• _Your task_:
Gather every line from the entries below that contains the word "geranium", and copy each such line in full.

(Dataset records about object locations)
──────────
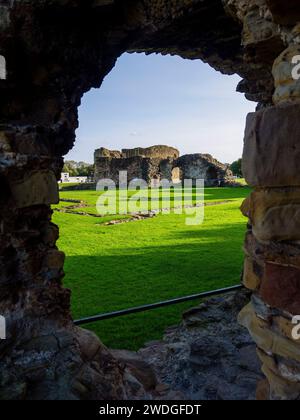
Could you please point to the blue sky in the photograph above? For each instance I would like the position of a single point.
(149, 100)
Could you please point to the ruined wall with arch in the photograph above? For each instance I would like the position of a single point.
(55, 52)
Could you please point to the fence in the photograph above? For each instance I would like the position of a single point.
(145, 308)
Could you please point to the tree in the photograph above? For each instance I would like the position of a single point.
(236, 168)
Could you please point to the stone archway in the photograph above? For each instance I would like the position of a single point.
(55, 51)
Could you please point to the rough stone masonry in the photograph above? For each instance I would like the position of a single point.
(55, 51)
(157, 163)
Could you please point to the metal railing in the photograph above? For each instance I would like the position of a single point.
(145, 308)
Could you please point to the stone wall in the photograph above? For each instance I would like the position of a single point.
(160, 162)
(199, 166)
(55, 51)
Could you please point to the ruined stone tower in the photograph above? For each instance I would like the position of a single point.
(55, 51)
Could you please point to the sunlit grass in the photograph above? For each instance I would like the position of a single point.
(116, 267)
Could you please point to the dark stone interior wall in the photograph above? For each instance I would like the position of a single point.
(56, 50)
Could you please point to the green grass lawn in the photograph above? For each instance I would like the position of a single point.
(116, 267)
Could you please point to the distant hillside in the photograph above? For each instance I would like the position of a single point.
(78, 168)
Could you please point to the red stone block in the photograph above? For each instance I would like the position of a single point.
(280, 287)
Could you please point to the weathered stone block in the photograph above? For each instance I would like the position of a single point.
(274, 213)
(287, 88)
(252, 274)
(279, 252)
(280, 287)
(271, 157)
(266, 339)
(284, 326)
(35, 188)
(285, 12)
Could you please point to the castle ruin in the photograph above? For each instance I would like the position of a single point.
(158, 163)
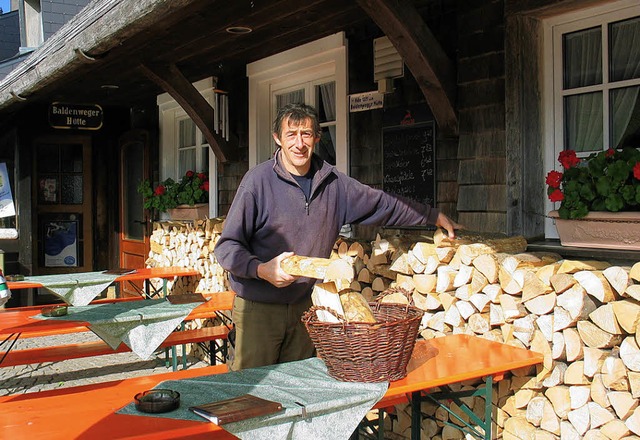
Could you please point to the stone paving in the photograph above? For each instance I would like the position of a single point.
(52, 375)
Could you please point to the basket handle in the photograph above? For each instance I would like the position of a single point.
(308, 315)
(392, 290)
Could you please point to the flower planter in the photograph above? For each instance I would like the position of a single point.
(188, 212)
(604, 230)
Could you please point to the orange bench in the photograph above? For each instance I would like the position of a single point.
(99, 348)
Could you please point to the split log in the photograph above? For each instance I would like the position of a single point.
(634, 272)
(594, 336)
(627, 314)
(623, 403)
(605, 318)
(578, 396)
(561, 282)
(596, 285)
(630, 354)
(573, 266)
(319, 268)
(618, 278)
(560, 400)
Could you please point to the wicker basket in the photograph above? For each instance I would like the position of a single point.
(365, 352)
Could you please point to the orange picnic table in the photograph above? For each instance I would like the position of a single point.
(89, 411)
(144, 274)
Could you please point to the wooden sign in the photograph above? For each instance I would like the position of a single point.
(76, 116)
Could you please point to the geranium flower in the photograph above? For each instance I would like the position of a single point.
(605, 181)
(568, 159)
(554, 178)
(556, 196)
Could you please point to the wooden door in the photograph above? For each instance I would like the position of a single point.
(134, 219)
(63, 205)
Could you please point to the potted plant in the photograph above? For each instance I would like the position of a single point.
(191, 193)
(602, 190)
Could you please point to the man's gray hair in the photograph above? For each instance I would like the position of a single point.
(297, 113)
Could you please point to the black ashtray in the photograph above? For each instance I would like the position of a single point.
(157, 401)
(54, 311)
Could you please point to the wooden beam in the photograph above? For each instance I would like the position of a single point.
(423, 55)
(172, 81)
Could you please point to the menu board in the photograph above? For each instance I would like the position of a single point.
(408, 161)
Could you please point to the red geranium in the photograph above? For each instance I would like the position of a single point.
(568, 159)
(556, 196)
(554, 178)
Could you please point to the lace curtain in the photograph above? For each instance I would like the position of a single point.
(583, 67)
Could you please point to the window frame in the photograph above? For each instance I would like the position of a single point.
(313, 63)
(553, 98)
(170, 114)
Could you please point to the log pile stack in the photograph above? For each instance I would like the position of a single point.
(584, 316)
(189, 244)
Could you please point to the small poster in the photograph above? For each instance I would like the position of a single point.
(61, 244)
(7, 207)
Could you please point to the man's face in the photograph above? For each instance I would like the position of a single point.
(297, 142)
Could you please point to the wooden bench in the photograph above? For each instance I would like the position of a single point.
(99, 348)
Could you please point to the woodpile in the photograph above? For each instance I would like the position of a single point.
(584, 316)
(189, 244)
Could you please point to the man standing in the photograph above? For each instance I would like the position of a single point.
(294, 203)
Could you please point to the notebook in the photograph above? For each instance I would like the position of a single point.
(237, 408)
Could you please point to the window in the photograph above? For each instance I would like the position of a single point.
(316, 74)
(183, 147)
(594, 80)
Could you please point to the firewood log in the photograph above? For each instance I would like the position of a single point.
(541, 305)
(633, 291)
(596, 285)
(579, 419)
(634, 272)
(614, 430)
(573, 266)
(594, 336)
(605, 318)
(598, 415)
(618, 278)
(425, 283)
(627, 314)
(578, 396)
(623, 403)
(534, 286)
(576, 301)
(575, 374)
(633, 422)
(593, 360)
(573, 345)
(630, 354)
(560, 400)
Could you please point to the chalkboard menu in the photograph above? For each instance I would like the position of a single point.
(408, 162)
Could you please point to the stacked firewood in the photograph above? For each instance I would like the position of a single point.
(189, 244)
(584, 316)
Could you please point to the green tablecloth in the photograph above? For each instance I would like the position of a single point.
(141, 325)
(334, 409)
(77, 289)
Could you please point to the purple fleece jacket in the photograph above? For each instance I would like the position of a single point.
(270, 215)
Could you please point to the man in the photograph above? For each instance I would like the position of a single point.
(294, 203)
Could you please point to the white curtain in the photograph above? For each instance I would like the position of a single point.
(583, 113)
(625, 48)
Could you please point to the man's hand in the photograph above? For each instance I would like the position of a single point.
(449, 225)
(273, 273)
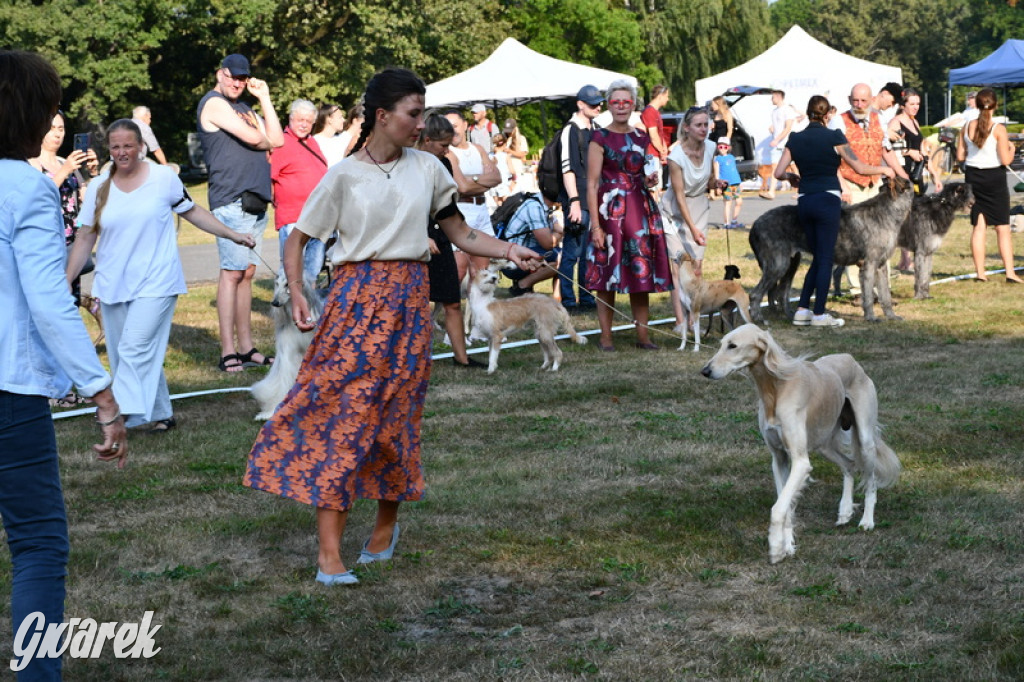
──────────
• _Exercise result_:
Could you please point to the geranium flower in the photograph above? For each instance I would like the position of a single point.
Could you please point to the red geranium in the photograph above? For each instance I would like the position of a single point.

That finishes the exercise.